### Point annotation records

>> BEGIN

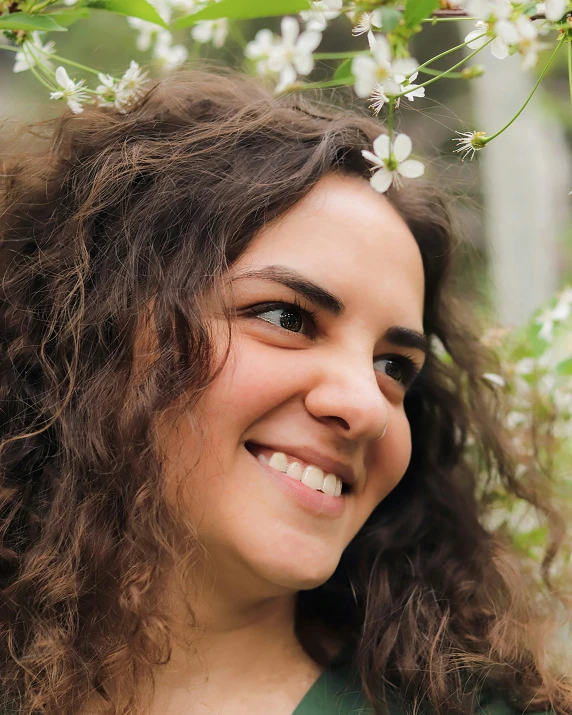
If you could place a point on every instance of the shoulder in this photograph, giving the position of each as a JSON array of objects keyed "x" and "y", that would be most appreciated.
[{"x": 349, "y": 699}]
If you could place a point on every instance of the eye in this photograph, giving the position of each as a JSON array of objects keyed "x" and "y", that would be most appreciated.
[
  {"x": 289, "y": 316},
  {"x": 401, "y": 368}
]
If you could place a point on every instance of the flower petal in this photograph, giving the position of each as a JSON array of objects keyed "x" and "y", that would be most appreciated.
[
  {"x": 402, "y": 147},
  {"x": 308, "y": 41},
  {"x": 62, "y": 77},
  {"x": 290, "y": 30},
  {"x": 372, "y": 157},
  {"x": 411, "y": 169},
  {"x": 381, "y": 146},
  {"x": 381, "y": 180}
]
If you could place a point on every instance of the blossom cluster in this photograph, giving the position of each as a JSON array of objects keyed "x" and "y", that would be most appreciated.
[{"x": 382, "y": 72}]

>> END

### DIRECTIONS FOR THIS TASK
Could you rewrite all of the records above as a numbered list, skipping any blank lines and leaving out the pictures?

### PROBLEM SOLUTION
1. If you could place a point on every instance of the shoulder in this photograph, giving the position of each as a JSON array of objects keyed "x" and "y", that would be most appreciated.
2. [{"x": 349, "y": 699}]
3. If you could place a point on every instance of the eye in this photograph, giving the position of each as a JSON array of objects keyed "x" and "y", that would be most appreciated.
4. [
5.   {"x": 289, "y": 316},
6.   {"x": 401, "y": 368}
7. ]
8. If you could place a point on every instance of the flower petal in this photograph, giving the position of each as a JSON array of objects keyed "x" and "y", that would be most appreciated.
9. [
10.   {"x": 402, "y": 147},
11.   {"x": 308, "y": 41},
12.   {"x": 62, "y": 77},
13.   {"x": 290, "y": 30},
14.   {"x": 372, "y": 157},
15.   {"x": 411, "y": 169},
16.   {"x": 381, "y": 146},
17.   {"x": 381, "y": 180}
18. ]
19. If you could place a point on every instance of the blossom cluster in this photograph, giving the position of each as a JSON array of objects keyed "x" and "y", that would be most appreciated.
20. [{"x": 382, "y": 72}]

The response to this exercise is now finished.